START Supplied data

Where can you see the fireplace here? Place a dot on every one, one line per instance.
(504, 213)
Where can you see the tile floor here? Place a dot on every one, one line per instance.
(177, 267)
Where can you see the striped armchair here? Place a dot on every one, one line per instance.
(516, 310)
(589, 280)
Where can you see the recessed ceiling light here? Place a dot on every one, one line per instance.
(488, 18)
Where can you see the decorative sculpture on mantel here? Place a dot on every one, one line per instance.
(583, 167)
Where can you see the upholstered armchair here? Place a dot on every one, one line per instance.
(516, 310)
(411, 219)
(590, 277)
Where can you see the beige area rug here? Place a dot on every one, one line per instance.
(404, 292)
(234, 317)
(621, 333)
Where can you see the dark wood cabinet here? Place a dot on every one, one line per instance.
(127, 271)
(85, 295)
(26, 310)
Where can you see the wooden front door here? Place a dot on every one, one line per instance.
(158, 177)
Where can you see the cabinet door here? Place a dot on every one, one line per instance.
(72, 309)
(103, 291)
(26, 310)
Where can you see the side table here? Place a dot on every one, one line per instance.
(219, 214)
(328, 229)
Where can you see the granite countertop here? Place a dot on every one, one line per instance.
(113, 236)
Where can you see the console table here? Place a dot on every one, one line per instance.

END Supplied data

Exercise
Print each line, starting with the one that contains "Where can you see the beige" and ending with the last line of the data, exactly as it stands and with no other lines.

Answer to this problem
Where can you see the beige area rug here? Place a dot on every one, one line per instance.
(404, 292)
(234, 317)
(621, 333)
Where can you see the dark wood cabinet here? Place a dot on every one, one line per instance.
(127, 271)
(85, 295)
(26, 310)
Where can you see the wooden front door here? Place a dot on every one, one line per instance.
(158, 177)
Where can you see the cabinet door here? Place a dot on every one, one line per instance.
(72, 309)
(103, 291)
(26, 310)
Where can you see the side table here? Place a dot on every one, one line per instance.
(219, 214)
(328, 229)
Where can you see the granite countertop here? Place a dot on every one, one line per instance.
(113, 236)
Where can you see the console table here? Place a dot on every one, one line per instance.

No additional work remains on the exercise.